Skip the pictures. Reproduce all other material exactly.

::: RECORDS FOR THE TASK :::

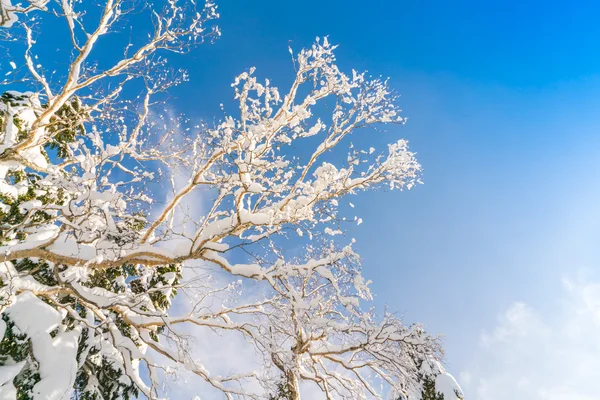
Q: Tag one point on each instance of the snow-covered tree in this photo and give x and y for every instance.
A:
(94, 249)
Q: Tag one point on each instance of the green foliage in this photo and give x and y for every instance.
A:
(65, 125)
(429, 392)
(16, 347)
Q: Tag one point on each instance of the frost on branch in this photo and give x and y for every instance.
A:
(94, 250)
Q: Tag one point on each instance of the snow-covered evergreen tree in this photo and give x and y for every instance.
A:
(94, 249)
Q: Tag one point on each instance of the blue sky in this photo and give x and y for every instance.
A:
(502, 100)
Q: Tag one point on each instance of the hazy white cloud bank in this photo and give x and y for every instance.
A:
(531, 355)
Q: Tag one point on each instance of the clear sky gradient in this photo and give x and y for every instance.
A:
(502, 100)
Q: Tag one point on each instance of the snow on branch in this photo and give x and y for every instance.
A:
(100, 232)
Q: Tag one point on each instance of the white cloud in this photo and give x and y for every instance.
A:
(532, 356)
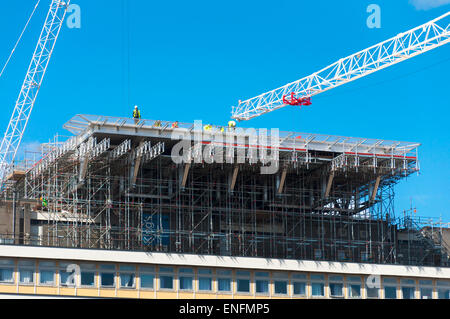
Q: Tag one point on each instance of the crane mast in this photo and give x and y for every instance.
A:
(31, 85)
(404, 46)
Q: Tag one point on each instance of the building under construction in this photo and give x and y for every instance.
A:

:::

▶ **SOLUTION TO THE PROBLEM**:
Q: Tag one point on each instance of the snow-covered tree in this photo and give x and y for every instance.
A:
(94, 249)
Q: Tag one point on each instance of the green foliage in this photo and give x and y for every instance.
A:
(65, 125)
(429, 392)
(16, 347)
Q: Tag one point on each instance of the frost on branch in this photo and give x and y for every instance.
A:
(94, 250)
Q: Tag one point on each instance of the snow-covered evergreen tree in this photo and give x and y for every instance.
A:
(94, 249)
Q: Tag one point on each instance of the blue sky in this photo and give x and y for every instance.
A:
(502, 100)
Q: Tag one point on each instance of the hazy white cloud bank in this photo and give x and y for every instance.
A:
(531, 355)
Q: Tag one point on each instance of the clear sky gradient in this photo and give x and y for every instance.
A:
(502, 100)
Q: Tag one point on each instance of the snow on branch in this photo and give x and y for every instance.
A:
(100, 232)
Q: Tag one point on each instance of the white cloud in this photo and give x and y for every instance.
A:
(532, 356)
Q: Tag one point on each instance of the crane mast in this photo and give x and y for every instance.
A:
(31, 85)
(404, 46)
Q: Tag one point on each instance of the building under construction in this photo and give x and y for every instance.
A:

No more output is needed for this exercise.